» **Required work**
All entries are to be given again verbatim.

» **Data section**
####################
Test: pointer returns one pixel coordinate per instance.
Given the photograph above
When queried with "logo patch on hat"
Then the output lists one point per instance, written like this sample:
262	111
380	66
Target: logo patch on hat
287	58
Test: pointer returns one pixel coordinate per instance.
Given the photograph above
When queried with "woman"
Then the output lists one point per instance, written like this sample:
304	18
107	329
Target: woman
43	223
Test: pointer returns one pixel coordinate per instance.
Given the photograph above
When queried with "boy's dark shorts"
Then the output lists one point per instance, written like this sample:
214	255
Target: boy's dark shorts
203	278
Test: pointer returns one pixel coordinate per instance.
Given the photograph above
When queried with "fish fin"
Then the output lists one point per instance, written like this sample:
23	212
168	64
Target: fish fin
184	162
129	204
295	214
####################
» **Exercise output**
Test: pointer returns one pixel coordinate per instance.
Given the photograph above
When queried with "logo patch on hat"
Then the output lists one point per instance, written like this sample:
262	111
380	66
Target: logo patch on hat
287	58
Test: pointer returns one pixel coordinate per instance.
Given the photograph above
When queried with "woman"
Then the output lists one point per instance, written like this sample:
304	18
107	329
Target: woman
43	223
Test: pointer returns one pixel coordinate per instance.
Given the photograph above
When queried with "boy's dark shorts"
Then the output lists one point per instance, written like this sample:
214	255
Target: boy's dark shorts
203	278
Test: pointer returns one pixel coordinate per instance.
Given the photograph above
When queried with "fish fin"
Then the output lists one point per instance, written like this sample:
23	212
168	64
Target: fish fin
184	162
129	204
295	214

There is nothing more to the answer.